** start TASK INPUTS **
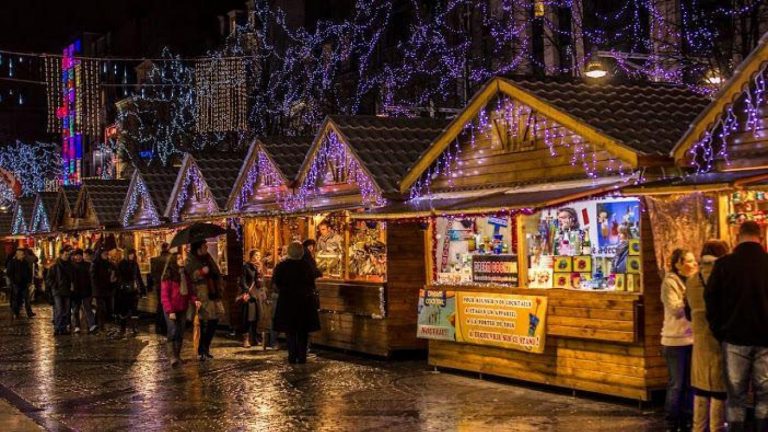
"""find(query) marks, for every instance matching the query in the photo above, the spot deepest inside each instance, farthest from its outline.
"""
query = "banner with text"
(502, 320)
(437, 315)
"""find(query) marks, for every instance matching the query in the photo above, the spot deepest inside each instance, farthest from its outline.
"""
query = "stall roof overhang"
(629, 120)
(704, 182)
(496, 201)
(743, 74)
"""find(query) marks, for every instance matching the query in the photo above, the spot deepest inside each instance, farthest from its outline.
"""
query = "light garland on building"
(140, 195)
(262, 173)
(40, 219)
(193, 184)
(333, 162)
(555, 137)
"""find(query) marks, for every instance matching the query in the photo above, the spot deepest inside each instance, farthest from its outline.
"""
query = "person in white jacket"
(677, 340)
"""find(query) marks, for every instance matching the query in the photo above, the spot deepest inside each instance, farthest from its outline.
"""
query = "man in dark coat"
(19, 273)
(82, 293)
(737, 310)
(103, 285)
(127, 298)
(156, 266)
(296, 311)
(62, 277)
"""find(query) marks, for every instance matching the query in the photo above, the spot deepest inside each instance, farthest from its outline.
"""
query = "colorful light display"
(69, 114)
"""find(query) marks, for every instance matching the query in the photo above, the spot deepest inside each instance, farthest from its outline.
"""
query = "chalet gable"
(191, 195)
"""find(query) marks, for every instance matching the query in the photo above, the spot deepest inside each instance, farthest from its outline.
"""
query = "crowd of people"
(98, 292)
(715, 335)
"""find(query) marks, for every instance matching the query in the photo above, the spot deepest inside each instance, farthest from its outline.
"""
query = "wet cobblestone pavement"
(92, 383)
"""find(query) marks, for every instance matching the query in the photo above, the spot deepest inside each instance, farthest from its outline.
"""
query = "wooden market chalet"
(416, 218)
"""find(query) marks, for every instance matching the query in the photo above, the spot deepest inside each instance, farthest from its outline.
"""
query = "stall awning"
(705, 182)
(493, 201)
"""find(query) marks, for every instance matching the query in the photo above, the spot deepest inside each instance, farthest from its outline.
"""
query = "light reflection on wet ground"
(91, 383)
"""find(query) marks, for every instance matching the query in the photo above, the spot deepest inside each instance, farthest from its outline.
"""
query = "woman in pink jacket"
(176, 298)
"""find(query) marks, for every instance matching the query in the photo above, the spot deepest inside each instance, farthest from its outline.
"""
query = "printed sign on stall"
(437, 315)
(502, 320)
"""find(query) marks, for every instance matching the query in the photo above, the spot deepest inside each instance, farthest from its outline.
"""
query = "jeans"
(679, 401)
(176, 327)
(19, 296)
(61, 313)
(103, 310)
(297, 346)
(77, 304)
(207, 331)
(741, 364)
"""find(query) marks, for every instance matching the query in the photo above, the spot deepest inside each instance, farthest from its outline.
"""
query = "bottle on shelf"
(586, 245)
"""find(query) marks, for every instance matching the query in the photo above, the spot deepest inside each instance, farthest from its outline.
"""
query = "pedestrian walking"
(707, 379)
(156, 265)
(296, 311)
(677, 340)
(737, 308)
(130, 287)
(19, 274)
(206, 282)
(103, 284)
(82, 294)
(61, 277)
(176, 297)
(250, 295)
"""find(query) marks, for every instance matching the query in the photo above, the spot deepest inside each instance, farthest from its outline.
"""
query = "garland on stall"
(507, 116)
(140, 195)
(193, 182)
(333, 162)
(263, 173)
(713, 145)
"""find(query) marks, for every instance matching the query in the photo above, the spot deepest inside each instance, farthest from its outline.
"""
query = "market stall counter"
(565, 296)
(372, 273)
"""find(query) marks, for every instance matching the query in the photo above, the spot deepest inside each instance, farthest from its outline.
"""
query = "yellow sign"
(502, 320)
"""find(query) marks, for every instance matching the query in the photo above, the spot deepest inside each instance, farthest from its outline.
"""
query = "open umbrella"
(196, 232)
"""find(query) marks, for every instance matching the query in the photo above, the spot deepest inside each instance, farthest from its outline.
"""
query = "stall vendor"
(329, 242)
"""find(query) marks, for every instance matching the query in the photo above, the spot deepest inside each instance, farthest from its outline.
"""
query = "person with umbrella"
(127, 298)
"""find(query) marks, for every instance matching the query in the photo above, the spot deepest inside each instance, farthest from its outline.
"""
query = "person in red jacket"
(176, 297)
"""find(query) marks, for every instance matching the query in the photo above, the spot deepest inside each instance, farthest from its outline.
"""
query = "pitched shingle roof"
(287, 152)
(220, 173)
(159, 182)
(107, 197)
(27, 207)
(6, 223)
(48, 202)
(388, 147)
(648, 117)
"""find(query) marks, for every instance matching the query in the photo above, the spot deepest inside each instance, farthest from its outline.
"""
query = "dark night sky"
(48, 25)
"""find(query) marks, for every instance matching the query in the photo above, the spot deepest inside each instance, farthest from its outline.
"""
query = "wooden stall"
(538, 269)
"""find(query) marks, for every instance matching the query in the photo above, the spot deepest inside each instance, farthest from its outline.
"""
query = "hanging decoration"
(333, 164)
(514, 126)
(713, 145)
(138, 198)
(220, 84)
(261, 174)
(193, 192)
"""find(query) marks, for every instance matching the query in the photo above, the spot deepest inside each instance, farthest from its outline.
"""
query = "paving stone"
(92, 383)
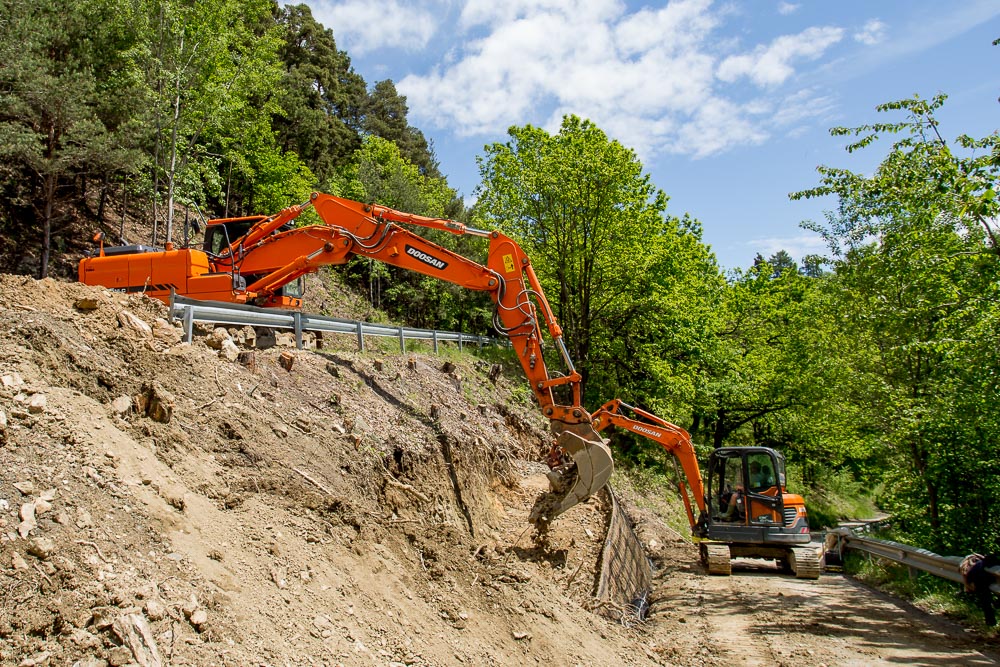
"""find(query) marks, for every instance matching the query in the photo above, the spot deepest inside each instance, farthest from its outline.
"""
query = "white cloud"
(362, 26)
(772, 65)
(666, 79)
(872, 33)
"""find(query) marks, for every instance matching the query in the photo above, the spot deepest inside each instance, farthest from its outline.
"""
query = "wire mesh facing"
(626, 575)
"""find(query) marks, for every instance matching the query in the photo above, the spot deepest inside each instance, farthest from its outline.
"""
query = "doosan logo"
(417, 253)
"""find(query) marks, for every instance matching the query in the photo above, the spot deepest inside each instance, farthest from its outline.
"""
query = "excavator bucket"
(571, 484)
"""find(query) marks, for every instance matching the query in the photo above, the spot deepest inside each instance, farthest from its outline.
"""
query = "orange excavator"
(744, 511)
(261, 260)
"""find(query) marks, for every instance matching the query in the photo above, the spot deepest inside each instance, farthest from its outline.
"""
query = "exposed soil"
(158, 500)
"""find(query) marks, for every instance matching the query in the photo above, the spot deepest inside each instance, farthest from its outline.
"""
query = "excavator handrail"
(672, 438)
(353, 228)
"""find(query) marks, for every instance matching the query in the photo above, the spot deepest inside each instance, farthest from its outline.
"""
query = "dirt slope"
(162, 504)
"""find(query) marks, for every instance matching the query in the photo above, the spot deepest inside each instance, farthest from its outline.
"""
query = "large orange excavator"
(744, 510)
(260, 259)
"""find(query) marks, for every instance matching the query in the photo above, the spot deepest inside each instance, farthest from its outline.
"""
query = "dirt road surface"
(759, 616)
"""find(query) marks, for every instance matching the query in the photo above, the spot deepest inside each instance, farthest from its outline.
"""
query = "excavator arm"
(673, 439)
(274, 255)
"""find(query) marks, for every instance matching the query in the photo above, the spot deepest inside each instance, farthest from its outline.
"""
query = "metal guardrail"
(191, 310)
(945, 567)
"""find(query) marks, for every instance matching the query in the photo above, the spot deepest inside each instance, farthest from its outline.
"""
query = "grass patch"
(838, 497)
(923, 590)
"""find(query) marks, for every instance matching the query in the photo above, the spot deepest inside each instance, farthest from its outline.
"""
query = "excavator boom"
(268, 255)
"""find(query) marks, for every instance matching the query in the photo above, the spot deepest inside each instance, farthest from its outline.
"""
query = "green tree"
(915, 263)
(386, 116)
(51, 128)
(324, 98)
(213, 78)
(605, 251)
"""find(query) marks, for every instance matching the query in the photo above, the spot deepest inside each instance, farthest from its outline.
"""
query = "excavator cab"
(767, 521)
(755, 478)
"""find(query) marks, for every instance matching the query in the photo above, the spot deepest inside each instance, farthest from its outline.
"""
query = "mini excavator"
(744, 511)
(260, 260)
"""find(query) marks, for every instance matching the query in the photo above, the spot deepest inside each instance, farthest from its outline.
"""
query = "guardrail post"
(297, 319)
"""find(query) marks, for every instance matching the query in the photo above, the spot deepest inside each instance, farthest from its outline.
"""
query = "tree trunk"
(173, 155)
(50, 195)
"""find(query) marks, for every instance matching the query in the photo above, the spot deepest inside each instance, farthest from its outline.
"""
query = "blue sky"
(727, 104)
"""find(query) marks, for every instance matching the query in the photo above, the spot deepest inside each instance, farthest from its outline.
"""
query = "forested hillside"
(874, 368)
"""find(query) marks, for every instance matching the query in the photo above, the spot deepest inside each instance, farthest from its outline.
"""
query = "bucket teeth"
(575, 483)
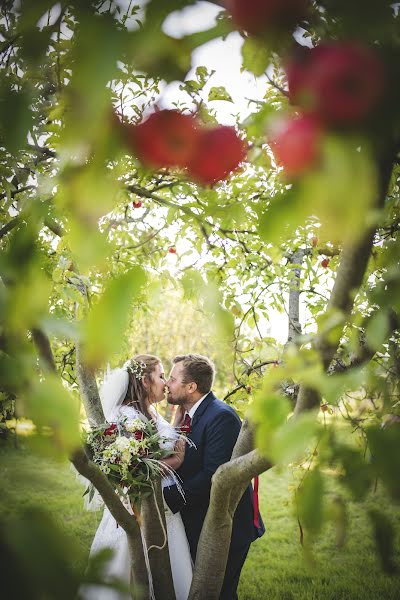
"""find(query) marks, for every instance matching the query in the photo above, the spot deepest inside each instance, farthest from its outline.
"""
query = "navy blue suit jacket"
(215, 428)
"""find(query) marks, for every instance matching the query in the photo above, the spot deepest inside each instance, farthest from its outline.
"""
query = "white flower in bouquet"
(135, 425)
(121, 443)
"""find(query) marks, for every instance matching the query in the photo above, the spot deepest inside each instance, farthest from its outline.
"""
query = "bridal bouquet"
(129, 453)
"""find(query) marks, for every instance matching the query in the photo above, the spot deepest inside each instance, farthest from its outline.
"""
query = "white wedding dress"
(110, 535)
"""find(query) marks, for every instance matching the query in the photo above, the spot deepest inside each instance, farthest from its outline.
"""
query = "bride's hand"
(175, 461)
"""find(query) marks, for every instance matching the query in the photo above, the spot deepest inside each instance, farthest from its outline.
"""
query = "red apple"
(167, 138)
(341, 82)
(259, 16)
(219, 152)
(296, 144)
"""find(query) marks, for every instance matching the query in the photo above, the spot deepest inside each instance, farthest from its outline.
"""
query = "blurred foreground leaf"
(108, 320)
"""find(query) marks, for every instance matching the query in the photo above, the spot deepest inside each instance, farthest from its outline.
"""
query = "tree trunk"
(228, 486)
(351, 271)
(89, 391)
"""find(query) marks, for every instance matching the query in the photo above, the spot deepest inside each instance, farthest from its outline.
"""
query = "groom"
(213, 426)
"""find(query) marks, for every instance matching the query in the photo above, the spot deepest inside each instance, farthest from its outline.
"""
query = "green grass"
(275, 569)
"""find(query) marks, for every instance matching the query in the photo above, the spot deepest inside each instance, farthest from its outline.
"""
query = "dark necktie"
(186, 425)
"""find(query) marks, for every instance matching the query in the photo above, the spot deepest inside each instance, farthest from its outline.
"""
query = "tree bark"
(351, 271)
(89, 391)
(152, 510)
(229, 483)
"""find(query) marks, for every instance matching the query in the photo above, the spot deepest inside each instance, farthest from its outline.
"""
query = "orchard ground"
(276, 568)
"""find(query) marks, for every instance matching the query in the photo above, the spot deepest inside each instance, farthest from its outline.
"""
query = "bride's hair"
(136, 394)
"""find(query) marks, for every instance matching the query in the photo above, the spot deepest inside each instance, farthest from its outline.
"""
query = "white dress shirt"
(195, 406)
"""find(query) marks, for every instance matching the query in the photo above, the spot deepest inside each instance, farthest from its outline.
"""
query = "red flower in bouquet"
** end TASK INPUTS **
TASK BRIEF: Copy out each line of the records above that contains the string "person", counting a line only when the case matches.

WRITTEN RESPONSE:
query = "person in white jacket"
query = "person with umbrella"
query = "person in red jacket"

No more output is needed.